* Passage to read *
───
Skip to content

Polymorphic database associations

The corpus prior

The training corpus is dominated by Rails (and Rails-flavoured Django/Laravel/etc.) tutorials that demonstrate the polymorphic-association pattern as the canonical answer to "one model that points at many kinds of other models." Comments on posts or articles or photos. Attachments on tickets or projects or invoices. Tags on anything. Audit-log entries pointing at the changed row.

The pattern looks like: a discriminator column (commentable_type: "Post") plus an id column (commentable_id: 42), and at runtime the application resolves the pair to a row in the named table. In Rails, the syntax sugar belongs_to :commentable, polymorphic: true makes it feel built-in.

The LLM reaches for it reflexively because it appears in roughly every Rails tutorial, half of all "audit log" examples, and most Stack Overflow answers about generic comments/attachments/tags.

Wrong shape

entity Comment "Comment":
  id: uuid pk
  subject_type: enum[manuscript, assessment, school]  # discriminator
  subject_id: uuid                                     # untyped reference
  body: text
# Rails equivalent — the canonical corpus pattern
class Comment < ApplicationRecord
  belongs_to :commentable, polymorphic: true
end

What this gives up:

  • Referential integritysubject_id is just a UUID; the database cannot enforce that a subject_type = "manuscript" row actually has a matching manuscript. Orphan rows are silent.
  • Scope composition — Dazzle's scope: predicates compile to SQL against a known FK graph. A polymorphic ref has no FK, so cross-entity scope rules (e.g. "you can see comments on manuscripts in your school") cannot be statically checked, only laboriously runtime-asserted per subject type.
  • Query joins — every read needs an N-way dispatch. Eager loading is brittle. Indexing is fragmented (one composite (subject_type, subject_id) index serves all targets badly).
  • Schema evolution — adding a new subject type touches every reader; removing one leaves dead data with no FK to clean it up.

Right shape

Walk the four-question interrogation (the canonical Dazzle routing for any proposed polymorphic-shaped relationship):

  1. Do all subjects share the same lifecycle? If yes → one entity with subtype_of: (TPT, ADR-0026), discriminator immutable, polymorphic queries via SQL UNION ALL. Only when the three TPT conditions hold (true IS-A, subtype-specific NOT NULL fields, polymorphic queries genuinely needed).
  2. Is the relationship N:M per pair? → one junction entity per (parent, child) pair. ManuscriptComment, AssessmentComment. Boring, scope-composable, FK-enforced.
───
* Available data *
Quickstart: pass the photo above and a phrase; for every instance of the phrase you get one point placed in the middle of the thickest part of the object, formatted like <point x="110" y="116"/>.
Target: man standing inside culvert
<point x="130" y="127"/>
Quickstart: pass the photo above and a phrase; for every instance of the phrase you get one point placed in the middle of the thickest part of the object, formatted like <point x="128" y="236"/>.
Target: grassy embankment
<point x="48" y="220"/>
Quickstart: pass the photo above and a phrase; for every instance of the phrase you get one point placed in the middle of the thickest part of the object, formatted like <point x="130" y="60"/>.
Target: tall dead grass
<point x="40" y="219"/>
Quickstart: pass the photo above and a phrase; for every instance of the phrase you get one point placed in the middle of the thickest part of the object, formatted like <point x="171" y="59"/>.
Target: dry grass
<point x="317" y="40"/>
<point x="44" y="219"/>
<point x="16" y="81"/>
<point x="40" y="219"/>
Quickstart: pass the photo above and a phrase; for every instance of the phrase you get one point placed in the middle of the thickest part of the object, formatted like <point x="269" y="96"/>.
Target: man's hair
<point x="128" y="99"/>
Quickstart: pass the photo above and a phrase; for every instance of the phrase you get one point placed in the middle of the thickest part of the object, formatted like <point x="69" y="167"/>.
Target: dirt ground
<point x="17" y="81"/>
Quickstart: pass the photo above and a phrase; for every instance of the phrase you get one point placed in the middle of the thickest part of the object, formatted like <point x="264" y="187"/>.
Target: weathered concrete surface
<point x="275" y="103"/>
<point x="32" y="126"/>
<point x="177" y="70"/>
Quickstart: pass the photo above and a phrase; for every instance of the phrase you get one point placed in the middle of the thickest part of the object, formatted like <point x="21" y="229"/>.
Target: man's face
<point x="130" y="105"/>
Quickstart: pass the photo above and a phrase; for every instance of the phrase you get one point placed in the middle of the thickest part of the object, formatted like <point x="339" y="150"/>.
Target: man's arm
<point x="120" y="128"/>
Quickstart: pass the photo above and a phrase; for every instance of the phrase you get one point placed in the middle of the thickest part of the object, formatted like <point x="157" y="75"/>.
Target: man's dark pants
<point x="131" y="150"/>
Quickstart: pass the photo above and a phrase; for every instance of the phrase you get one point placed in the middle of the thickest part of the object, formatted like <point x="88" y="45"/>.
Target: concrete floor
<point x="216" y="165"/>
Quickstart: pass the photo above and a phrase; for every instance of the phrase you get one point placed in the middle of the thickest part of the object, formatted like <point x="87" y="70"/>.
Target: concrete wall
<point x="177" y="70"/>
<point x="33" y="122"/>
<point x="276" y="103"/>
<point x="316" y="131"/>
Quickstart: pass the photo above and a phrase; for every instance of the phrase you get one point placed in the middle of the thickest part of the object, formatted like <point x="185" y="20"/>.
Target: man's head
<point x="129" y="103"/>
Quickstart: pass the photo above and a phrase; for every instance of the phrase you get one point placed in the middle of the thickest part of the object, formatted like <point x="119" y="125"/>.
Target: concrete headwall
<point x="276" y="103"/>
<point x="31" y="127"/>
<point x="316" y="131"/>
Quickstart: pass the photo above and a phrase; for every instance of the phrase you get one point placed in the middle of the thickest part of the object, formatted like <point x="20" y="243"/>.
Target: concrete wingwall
───
* Work item A *
From the passage on polymorphic database associations, name every capability that the "Wrong shape" section says the pattern gives up.
* Work item B *
Carry on the passage on polymorphic database associations after its final sentence, in the same style.

* Answer area A *
Referential integrity, scope composition, query joins, schema evolution

* Answer area B *
  3. Is the parent really a stream of typed events? → an event-log entity with a kind: discriminator and per-kind payload entities. Notifications, audit logs, activity feeds collapse into this almost every time.
  4. Are there N≤4 candidate targets and exactly one is non-null per row? → N nullable refs + a check constraint that exactly one is set. Mutex refs. Verbose but referentially honest.

If none of the four fit, the design is wrong, not the modelling. Re-state the requirement; the polymorphic shape is downstream of a confused requirement ~95% of the time.

Why this matters here

Dazzle compiles scope rules to a formal predicate algebra (ADR-0009) validated against the FK graph at link time. A polymorphic ref has no FK, so scope predicates that traverse it cannot be statically verified — the whole row-level-security guarantee collapses for those entities. Closing the keyword by construction (ADR-0027) keeps the FK-graph-validation invariant total: every reference Dazzle knows about points at exactly one known table.

The pattern is also a tell. When an LLM proposes a polymorphic ref, the proximate cause is usually a feature framed too vaguely ("a comment system") that wants four-question decomposition. Catching the proposal early surfaces the framing problem at design time, when it's cheap, rather than at scope-composition time, when it's load-bearing.

Cross-references

  • ADR-0026 (subtype polymorphism TPT) — the legitimate IS-A escape hatch.
  • ADR-0027 (no polymorphic_ref:, now or planned) — the formal closure.
  • Inference KB entry no_polymorphic_keys — bootstrap auto-surfacing via spec_analyze.propose_patterns (#1249).
  • tests/unit/test_propose_patterns_1249.py — pins the four-question routing for the canonical use cases (comments / attachments / tags / audit log / notifications / likes).